++++ Data records

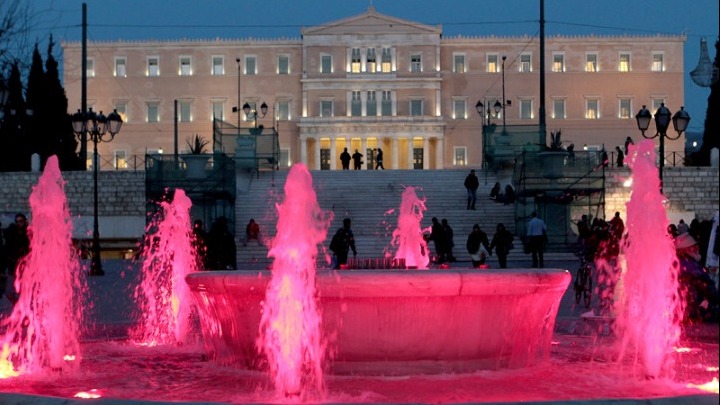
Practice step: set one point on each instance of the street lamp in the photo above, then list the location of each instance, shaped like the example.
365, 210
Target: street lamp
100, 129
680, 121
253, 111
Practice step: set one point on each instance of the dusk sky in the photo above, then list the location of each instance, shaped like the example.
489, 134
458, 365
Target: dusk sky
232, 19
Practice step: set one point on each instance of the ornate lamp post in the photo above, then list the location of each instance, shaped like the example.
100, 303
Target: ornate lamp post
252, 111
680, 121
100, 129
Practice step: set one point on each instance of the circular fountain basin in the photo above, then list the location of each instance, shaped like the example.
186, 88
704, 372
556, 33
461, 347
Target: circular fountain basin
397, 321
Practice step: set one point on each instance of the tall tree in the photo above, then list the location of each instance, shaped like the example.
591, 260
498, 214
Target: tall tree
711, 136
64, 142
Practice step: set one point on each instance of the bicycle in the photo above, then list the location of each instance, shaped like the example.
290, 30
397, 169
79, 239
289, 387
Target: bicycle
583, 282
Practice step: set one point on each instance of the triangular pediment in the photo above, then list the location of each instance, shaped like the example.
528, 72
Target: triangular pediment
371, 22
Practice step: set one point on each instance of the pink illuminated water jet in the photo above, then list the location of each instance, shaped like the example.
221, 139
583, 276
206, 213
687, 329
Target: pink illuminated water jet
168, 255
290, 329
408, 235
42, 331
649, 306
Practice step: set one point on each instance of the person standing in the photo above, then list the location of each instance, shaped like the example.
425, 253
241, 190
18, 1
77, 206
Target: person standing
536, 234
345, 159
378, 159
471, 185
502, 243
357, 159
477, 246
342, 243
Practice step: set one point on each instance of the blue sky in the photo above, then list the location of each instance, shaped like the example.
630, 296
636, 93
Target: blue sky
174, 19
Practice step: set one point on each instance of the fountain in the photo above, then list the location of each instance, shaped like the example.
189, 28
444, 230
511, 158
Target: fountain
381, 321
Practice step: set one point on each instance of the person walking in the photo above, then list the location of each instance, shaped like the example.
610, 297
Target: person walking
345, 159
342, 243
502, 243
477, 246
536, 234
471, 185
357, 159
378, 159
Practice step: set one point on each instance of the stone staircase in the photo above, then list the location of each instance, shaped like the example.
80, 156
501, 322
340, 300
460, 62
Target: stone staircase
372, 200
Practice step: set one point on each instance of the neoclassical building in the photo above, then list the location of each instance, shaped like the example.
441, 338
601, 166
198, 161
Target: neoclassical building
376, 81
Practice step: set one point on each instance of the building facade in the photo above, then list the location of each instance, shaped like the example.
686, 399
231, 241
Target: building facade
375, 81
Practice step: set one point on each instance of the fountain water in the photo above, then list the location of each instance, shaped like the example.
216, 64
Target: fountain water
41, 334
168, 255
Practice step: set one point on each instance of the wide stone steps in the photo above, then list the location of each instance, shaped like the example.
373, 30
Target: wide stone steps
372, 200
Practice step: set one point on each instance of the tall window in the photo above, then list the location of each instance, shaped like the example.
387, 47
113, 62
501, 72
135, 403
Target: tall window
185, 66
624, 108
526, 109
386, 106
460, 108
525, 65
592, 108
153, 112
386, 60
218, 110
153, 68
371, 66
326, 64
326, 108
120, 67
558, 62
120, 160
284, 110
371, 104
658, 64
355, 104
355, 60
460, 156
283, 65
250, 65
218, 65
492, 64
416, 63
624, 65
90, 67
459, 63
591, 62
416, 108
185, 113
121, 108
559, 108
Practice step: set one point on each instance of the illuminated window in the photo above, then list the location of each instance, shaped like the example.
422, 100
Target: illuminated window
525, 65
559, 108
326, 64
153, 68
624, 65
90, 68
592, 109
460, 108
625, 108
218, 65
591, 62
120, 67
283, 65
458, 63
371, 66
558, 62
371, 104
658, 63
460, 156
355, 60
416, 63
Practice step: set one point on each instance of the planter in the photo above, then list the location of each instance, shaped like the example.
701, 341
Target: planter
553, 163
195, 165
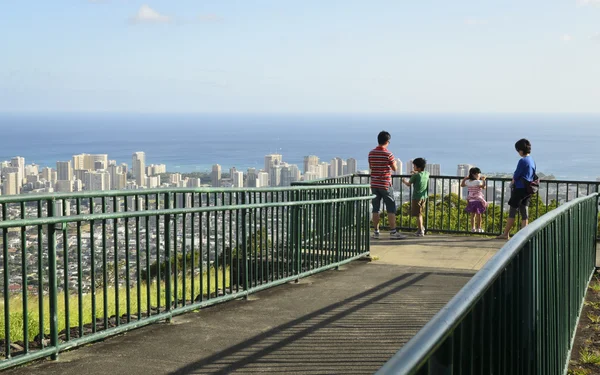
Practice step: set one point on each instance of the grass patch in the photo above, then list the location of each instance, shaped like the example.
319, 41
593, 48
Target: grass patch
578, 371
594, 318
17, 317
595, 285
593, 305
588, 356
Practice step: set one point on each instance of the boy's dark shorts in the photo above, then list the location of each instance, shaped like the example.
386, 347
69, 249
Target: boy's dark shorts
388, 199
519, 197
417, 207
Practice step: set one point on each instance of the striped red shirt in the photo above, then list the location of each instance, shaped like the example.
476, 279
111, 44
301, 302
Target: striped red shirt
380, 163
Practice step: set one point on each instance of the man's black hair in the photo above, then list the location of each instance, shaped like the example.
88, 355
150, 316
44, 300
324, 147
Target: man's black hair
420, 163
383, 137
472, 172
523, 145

++++++++

--- Directions ---
Please print each record above again exactly, but omit any pictures.

--- Solution ---
Practice step: set one point on each instance of the street lamp in the photo above, then list the location of each instance, shaped like the example.
365, 210
Target: street lamp
100, 129
680, 121
253, 111
Practice step: set one point on each instance of the dusk sky in the photo above, then list the location of each instance, shaped like the example.
489, 134
458, 365
Target: dusk sky
232, 19
Practice step: set one point on each instance of the ornate lamp post in the photo above, then list the location of each instance, shaped like the example.
100, 303
Target: ornate lamp post
252, 111
680, 121
100, 129
Practice step: set one point on each instance of the circular fountain basin in the photo above, then list the location of each instance, shaped like the example.
186, 88
704, 372
556, 33
461, 347
Target: circular fountain basin
397, 321
Practice step: set one point on each instance of the tall tree in the photo above, then list the location of each instance, shaped like the example.
591, 260
498, 214
Target: tall tree
711, 136
64, 142
Practice step: set one point on each instance of the bicycle in the photo above, then list the location of each instance, shaped like the example.
290, 30
397, 169
79, 239
289, 387
Target: bicycle
583, 282
Practice step: set one point on each instance of the triangular pediment in the photo above, then list the location of each instance, shaped like the example.
528, 72
Target: triangular pediment
371, 22
Practice step: set one point on each instance of the pink illuminated water jet in the photo above, then list the location of each instance, shaped like the example.
221, 139
583, 276
206, 213
687, 329
Target: pink illuminated water jet
168, 255
290, 329
408, 235
42, 331
649, 306
Practice step: set one point on each instance of the person standing in the photo above, then list the location of each instance, shaped like the example.
425, 253
241, 190
18, 1
77, 206
Target: person standing
536, 234
345, 159
378, 159
471, 185
502, 243
357, 159
477, 246
342, 243
Practice step: set one point on each instance of the blue sky in the photo above, then list the location of each instance, shaped like the example.
630, 296
636, 93
Target: blue sky
174, 19
Practice step: set one point on each instance of the fountain in the photo above, then list the location of each instance, shaped like the example.
189, 28
444, 230
511, 158
Target: fountain
381, 321
Practice step: set one point on each instance of the person walking in the photo above, then list the location of each instance, shaped like the example.
610, 297
Target: person walking
345, 159
342, 243
502, 243
477, 246
536, 234
471, 185
357, 159
378, 159
Practice step: set one point on each instance of the stone staircase in the photo above, then list the location of each instance, shaped like the example.
80, 156
501, 322
340, 300
460, 62
Target: stone staircase
372, 200
Practice step: set one point on each instance of the neoclassical building in the photo above, then list the location of each instance, shaped like the example.
441, 338
601, 166
198, 161
Target: neoclassical building
376, 81
Practice step: set one point on each instance of the building facade in the photo above, then list the location of each instance, shaped like the example.
686, 399
231, 241
Target: building facade
375, 81
Practice step: set one point on each instance of the fountain water in the photo above, then list the location of each instance, shaped like the example.
216, 64
Target: fountain water
41, 334
168, 255
Practice step: set one point on each instance of the wide stone steps in the photo above, then list the location of each instance, shaped like the example.
373, 30
Target: wide stone steps
372, 200
Practice step: set one point on each instance of the tall window in the photo above, then list the location of each instance, shaped like the example.
387, 47
113, 62
501, 72
135, 403
Target: tall window
185, 66
624, 108
526, 109
386, 106
460, 108
525, 65
592, 108
153, 112
386, 60
218, 110
153, 68
371, 66
326, 64
326, 108
120, 67
558, 62
120, 160
284, 110
371, 104
658, 64
355, 104
355, 60
460, 156
283, 65
250, 65
218, 65
492, 64
416, 63
624, 65
90, 67
459, 63
591, 62
416, 108
185, 113
121, 108
559, 108
Practice step: set one point on each instance of the illuminated window in the photo above, then list the location of each instance, shaped like the example.
422, 100
Target: illuminated window
525, 65
559, 108
326, 64
153, 68
624, 65
90, 68
592, 109
460, 108
625, 108
218, 65
591, 62
120, 67
283, 65
458, 63
371, 66
558, 62
371, 104
658, 63
460, 156
355, 60
416, 63
Practice step: set one point on each instance of the planter in the photo above, then list the location of each instance, shaped like the example.
701, 341
Target: planter
553, 163
195, 165
Practice step: set one point on each instance of the grass patch in the photo above, then list the location of each instance, shaped like the example.
319, 41
593, 48
Target: grass patch
578, 371
594, 318
17, 317
595, 285
593, 305
588, 356
Practice step: set one point on each instance of the boy's dark shorts in the photo above, then list the location of each instance, shaped like the example.
386, 347
69, 249
Target: boy's dark shorts
388, 199
519, 197
417, 207
Practice step: set one point on each instance of the striped red shirt in the photo above, then list the location of each instance, shaped like the example.
476, 279
111, 44
301, 302
Target: striped red shirt
380, 163
Practice step: set one point on each instance of the man's black hair in the photo above, then list the location of each instance, shaped like the example.
88, 355
150, 316
44, 300
324, 147
Target: man's black hair
420, 163
383, 137
472, 172
523, 145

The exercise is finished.